== Goal A ==
Output every row that follows the passage on Henry Green, reproducing each line verbatim, but leave out the pictures.

I’m delighted to hear from Bob that you have undertaken an interview with Henry Green. I meant to write you last spring that I had tea with him in London—with his wife, some others, and Christopher Logue, that frenetic poet whom you may remember from Paris and who worships Green and begged to be taken along. Well, he was, and there was Green in a double-breasted black business suit going under the name York (sic), talking like a businessman from Manchester, with an anecdote or two, terribly long—one, as I remember, about a seal two old ladies found on a beach near Brighton and nursed back to health in their bathtub, the point of the story being that in England alone could such a thing happen. Logue kept darting looks at the door, for Green, I guess, and making side remarks of incredible rudeness to York. When we left, Logue asked: “Jesus, who the fuck was that guy on the sofa.” “Henry Green,” I said.
—George Plimpton, from a letter to Terry Southern, 1957
Ever since I read that letter (plug: it’s from our Fall issue) I’ve had Henry Green’s seal anecdote on my mind, mostly in light of the many questions it raises: How did those old ladies transport the seal? What was entailed, exactly, in nursing it back to health, and how did they know it was well again? Did they keep it as a pet afterward?
I fear the answers are lost to the ages.
As Plimpton tells it, Green wasn’t very stimulating company, but—given what I know of his persona, and the intense affinity I feel for his seal story—I can think of few writers I’d rather spend an afternoon with. I envision us puttering around his family’s pipe factory in Birmingham, perhaps checking various gauges, with Green in his business suit, his hands clasped behind his back, carrying on a kind of tour-de-force monologue all the while, losing his place and opening several series of parentheses with no intention of closing them. Listening to Green hold forth, I imagine, was probably a lot like reading him: an enlightening, exhilarating, and not infrequently exhausting experience.
In October 1963, just before his fifty-eighth birthday, Green contributed a brief piece to The Spectator: “For Jenny with Affection from Henry Green.” (I’d never encountered it before today. Don’t ask me who Jenny is; she’s never mentioned again.) By this time he hadn’t put out a book in more than a decade, and he seems to riff on this silence; he writes mainly about the hows and whys of being a hermit:
Green lives with his wife in Belgravia. He has now become a hermit. Only the other day a woman of sixty looking after the tobacconist’s shop was dragged by her hair across the counter and stabbed twice in the neck. That is one reason why I don’t go out any more …
Love your wife, love your cat and stay perfectly quiet, if possible not to leave the house. Because on the street if you are sixty danger threatens.

== Data extract ==
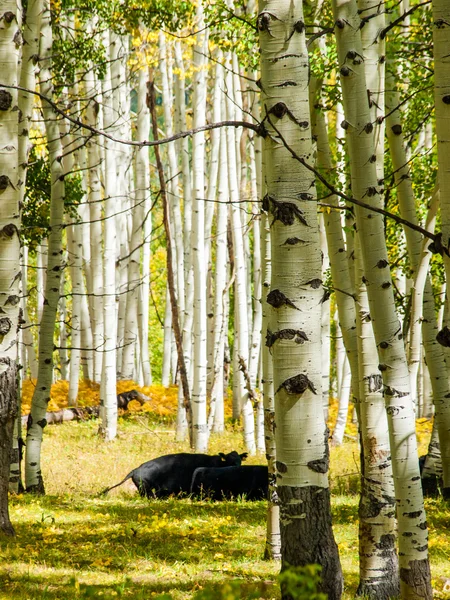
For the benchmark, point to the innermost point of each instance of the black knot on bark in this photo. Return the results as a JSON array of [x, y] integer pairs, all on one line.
[[4, 182], [382, 263], [263, 21], [8, 231], [12, 300], [297, 385], [436, 246], [443, 337], [281, 467], [297, 335], [286, 212], [299, 26], [375, 382], [314, 283], [9, 16], [277, 299], [5, 325], [262, 131], [293, 242], [5, 100], [279, 110], [390, 391], [319, 465]]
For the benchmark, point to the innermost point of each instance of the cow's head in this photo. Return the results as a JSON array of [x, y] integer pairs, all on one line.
[[233, 459]]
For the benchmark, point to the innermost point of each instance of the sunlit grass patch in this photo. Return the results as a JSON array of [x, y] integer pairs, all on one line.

== Goal B ==
Carry the passage on Henry Green forward from its final sentence.

== Output A ==
For the benchmark, point to the innermost point of each instance of the black knot on bark in this photo. Return the results as a JSON array of [x, y] integer pairs, all on one line.
[[4, 182], [382, 263], [263, 21], [8, 231], [12, 300], [297, 385], [436, 246], [443, 337], [281, 467], [297, 335], [286, 212], [299, 26], [375, 382], [314, 283], [9, 16], [277, 299], [5, 325], [262, 131], [293, 242], [5, 100], [279, 110], [390, 391], [319, 465]]
For the benchmark, point to the innermost point of each instance of the cow's head in this photo. Return the results as a JSON array of [x, y] integer pairs, all on one line.
[[233, 459]]
For the benchmark, point to the innermost point of each instance of the sunlit grass patch in this photo. Return the results as a JSON array of [x, y] integer pairs, all on one line.

== Output B ==
It has always been said as a sign of age that if you don’t see policemen with medal ribbons it means that you are getting very old. In other words, the policemen are very much younger. One of the reasons I won’t go out is for fear of meeting a policeman. Yesterday I saw four at the corner and was very frightened indeed.
… So the whole thing is really not to go out if one can afford it, the best thing is to stay in one place, which might be bed. Not sex, for sleep.
It’s all this way, maddeningly, wonderfully elliptical, at once less and more profound than it’s supposed to be—a prime example of what Updike saw as Green’s “air of peddling nothing and knowing everything.” There’s that one perfectly tortured construction (“It has always been said as a sign of age … that you are getting very old”) that strikes me as the essence of what you might call Green Logic, a limber, sleepy-eyed cousin of the logic you learn in school. And what are we to make of that swap in the first few sentences from the third person to the first, offered without notice or reason? It’s just like that seal story: more questions than answers. The whole piece is here; it won’t be the most essential thing you read today, but it will have … an effect. A definite effect.
“Most of us walk crabwise to meals and everything else,” Green had said in his Art of Fiction interview a few years earlier. “The oblique approach in middle age is the safest thing. The unusual at this period is to get anywhere at all—God damn!”